# Direction
Please copy the lines below word for word, and leave the pictures out of your copy.

>> start Data shown

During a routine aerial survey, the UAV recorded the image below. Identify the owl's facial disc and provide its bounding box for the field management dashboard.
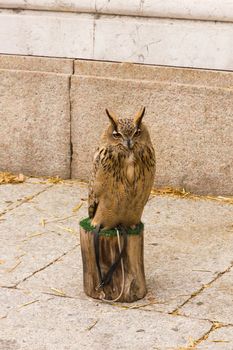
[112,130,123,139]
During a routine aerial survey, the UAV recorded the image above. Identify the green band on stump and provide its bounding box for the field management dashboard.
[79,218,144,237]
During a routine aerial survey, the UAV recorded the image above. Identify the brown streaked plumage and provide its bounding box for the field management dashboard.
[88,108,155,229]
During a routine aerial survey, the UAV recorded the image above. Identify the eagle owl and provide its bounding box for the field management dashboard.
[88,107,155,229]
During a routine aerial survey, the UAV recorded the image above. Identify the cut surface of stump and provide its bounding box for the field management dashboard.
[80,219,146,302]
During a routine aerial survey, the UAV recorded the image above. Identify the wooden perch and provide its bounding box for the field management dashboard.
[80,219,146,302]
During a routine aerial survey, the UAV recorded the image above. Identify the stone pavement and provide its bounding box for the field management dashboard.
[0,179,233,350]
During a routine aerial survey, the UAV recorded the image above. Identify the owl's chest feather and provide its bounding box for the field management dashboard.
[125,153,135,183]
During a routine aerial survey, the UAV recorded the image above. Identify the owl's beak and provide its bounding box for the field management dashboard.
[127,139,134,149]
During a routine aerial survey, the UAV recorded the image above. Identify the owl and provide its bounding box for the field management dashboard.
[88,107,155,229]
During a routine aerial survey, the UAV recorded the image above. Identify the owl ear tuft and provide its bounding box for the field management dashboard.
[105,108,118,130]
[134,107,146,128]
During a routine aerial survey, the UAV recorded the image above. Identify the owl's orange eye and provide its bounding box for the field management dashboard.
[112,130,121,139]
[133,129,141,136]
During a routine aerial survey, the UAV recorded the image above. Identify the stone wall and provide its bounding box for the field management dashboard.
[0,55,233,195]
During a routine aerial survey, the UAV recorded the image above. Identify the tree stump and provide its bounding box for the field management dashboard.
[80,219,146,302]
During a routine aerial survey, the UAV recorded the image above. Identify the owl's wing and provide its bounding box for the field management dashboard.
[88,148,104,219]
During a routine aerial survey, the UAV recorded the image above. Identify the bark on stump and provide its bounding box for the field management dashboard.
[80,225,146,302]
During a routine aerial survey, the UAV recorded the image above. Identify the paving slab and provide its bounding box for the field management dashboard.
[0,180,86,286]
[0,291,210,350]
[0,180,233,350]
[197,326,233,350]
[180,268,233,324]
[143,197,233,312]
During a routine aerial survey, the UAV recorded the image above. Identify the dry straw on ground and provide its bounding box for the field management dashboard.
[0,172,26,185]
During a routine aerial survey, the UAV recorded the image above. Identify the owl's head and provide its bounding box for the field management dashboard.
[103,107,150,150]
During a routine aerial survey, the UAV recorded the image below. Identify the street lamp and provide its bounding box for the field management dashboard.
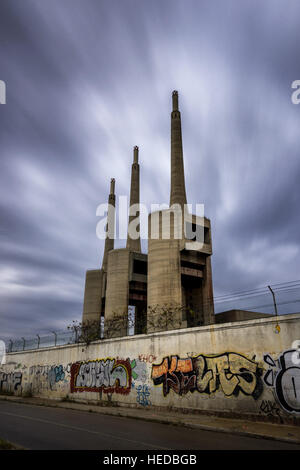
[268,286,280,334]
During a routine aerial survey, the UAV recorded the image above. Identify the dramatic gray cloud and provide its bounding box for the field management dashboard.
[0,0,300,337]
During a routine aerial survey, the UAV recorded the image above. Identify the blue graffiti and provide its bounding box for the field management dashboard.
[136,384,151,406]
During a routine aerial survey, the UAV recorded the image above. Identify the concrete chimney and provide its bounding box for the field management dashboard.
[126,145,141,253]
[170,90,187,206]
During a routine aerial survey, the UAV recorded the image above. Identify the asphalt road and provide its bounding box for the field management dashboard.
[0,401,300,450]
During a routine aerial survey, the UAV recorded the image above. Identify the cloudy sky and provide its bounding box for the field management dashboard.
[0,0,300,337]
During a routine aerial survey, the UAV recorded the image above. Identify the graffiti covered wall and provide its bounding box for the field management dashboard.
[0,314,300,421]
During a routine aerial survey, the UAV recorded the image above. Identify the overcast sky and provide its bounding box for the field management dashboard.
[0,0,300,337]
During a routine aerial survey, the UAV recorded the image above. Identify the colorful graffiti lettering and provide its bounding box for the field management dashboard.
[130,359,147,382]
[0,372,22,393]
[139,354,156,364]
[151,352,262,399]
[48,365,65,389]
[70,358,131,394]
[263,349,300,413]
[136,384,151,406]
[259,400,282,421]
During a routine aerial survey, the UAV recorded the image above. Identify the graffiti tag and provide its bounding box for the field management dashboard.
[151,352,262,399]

>> end Data shown

# Complete output
During a routine aerial survey, the UAV recorded the image below. Identify the owl's facial disc and provide its bounding box for the field management dashboard.
[112,130,123,139]
During a routine aerial survey, the UAV recorded the image above. Identify the green band on stump and provide its bounding box for the field management dashboard.
[79,218,144,237]
During a routine aerial survey, the UAV recorded the image above. Identify the brown streaked plumage and provide its bounding box for the field management dashboard.
[88,108,155,229]
During a routine aerial survey, the UAV recorded the image above. Identify the eagle owl and provide its bounding box for the field management dashboard.
[88,107,155,229]
During a routine aerial survey, the UAV recorded the image above. Identify the cut surface of stump and provide its bounding box for the field management dashboard.
[80,219,146,302]
During a routine aerial survey, the UAV recorded the image above. Identify the wooden perch and provide its bounding box for the field management dashboard.
[80,219,146,302]
During a routine aerial survey, the UAV recorded the image above. Identify the stone pavement and provide its bounding box for the field management dashboard.
[0,179,233,350]
During a routine aerial survey, the UAV recorded the image above. Identify the owl's chest feather and provide its bounding box for the field management dashboard.
[125,153,135,183]
During a routine aerial survey, the UAV recorded the image above. Identify the owl's beak and provide its bounding box for the field management dashboard.
[127,139,134,149]
During a routine aerial survey, the UAV recorded the image above. Identify the owl and provide its bounding box for the field management dashboard.
[88,107,155,229]
During a routine aerial survey, the UAV recorded the image above. Identify the owl ear tuft and provide its bounding box for the field management dashboard.
[105,108,118,130]
[134,107,146,128]
During a routine aerial survey, the UAV recorded the image above. Identify the owl's orange eye and provide its bounding box for the field management dashboard.
[112,130,121,139]
[133,129,141,136]
During a routine aerial survey, the UAV recorded the image above. Identify the stone wall and provide its bounding box for the field management dashboard.
[0,55,233,195]
During a routine aerial survey, the UAV recorded the image above. Identify the tree stump and provide its bounding box for the field management dashboard.
[80,219,146,302]
During a routine aerial survey, the UAV recorded the image above. Identify the owl's wing and provide its bounding box for the field management dashboard.
[88,148,104,219]
During a routine aerial survey, the UAV recorded the image above. Identify the bark on stump and provide its bounding box for the field management dashboard.
[80,225,146,302]
During a routine aerial survey, the UAV recorded the image above. Identify the paving slab and provide its bounding box for the field management dashboard.
[0,180,86,286]
[0,291,210,350]
[0,180,233,350]
[197,326,233,350]
[180,268,233,324]
[143,197,233,312]
During a routine aerial survey, the UAV recorded the image above. Identify the dry straw on ground and provide its bounding box for the field management dashboard.
[0,172,26,185]
During a routine aerial survey, the UAV recorded the image above. Identify the owl's head and provide its bounding box for the field management dashboard.
[103,107,150,150]
During a routine aerial survey, the UAV recorded the image below. Identify the street lamp and provide its bounding box for the field management dashboard.
[268,286,280,334]
During a routine aerial survey, the UAV recorded the image above. Identify the dramatic gray cloud and provide its bounding box for the field management dashboard.
[0,0,300,337]
During a routine aerial survey, the UAV recorded the image above. Identify the blue graffiti and provide its bounding box for the field management dashboard.
[136,384,151,406]
During a routine aerial survey, the UAV recorded the image above. Identify the concrete chimney and provide its bounding box for the field management dashboard.
[126,145,141,253]
[170,90,187,206]
During a routine aerial survey, the UAV recorded the image above. Identify the asphalt road and provide its bounding box for the field management dashboard.
[0,401,300,450]
During a routine aerial survey, the UAV recorded the image above. Identify the cloudy sky and provide its bounding box for the field management dashboard.
[0,0,300,337]
During a routine aerial survey, the UAV recorded the image above. Identify the graffiti covered wall and provide its bounding box for the field management dashboard.
[0,314,300,421]
During a routine aerial survey, the UAV recorded the image above. Identify the overcast sky and provide its bounding box for the field management dashboard.
[0,0,300,337]
During a routine aerial survey, the UAV recorded the image above. Identify the colorful graffiti lettering and provide its bounding box for the field management dashboard.
[130,359,147,382]
[0,372,22,393]
[139,354,156,364]
[151,352,262,399]
[48,365,65,389]
[70,358,131,394]
[263,349,300,413]
[136,384,151,406]
[259,400,282,421]
During a routine aerial survey, the UAV recorded the image above. Identify the graffiti tag and provide its bounding box for the field management dashboard.
[151,352,262,399]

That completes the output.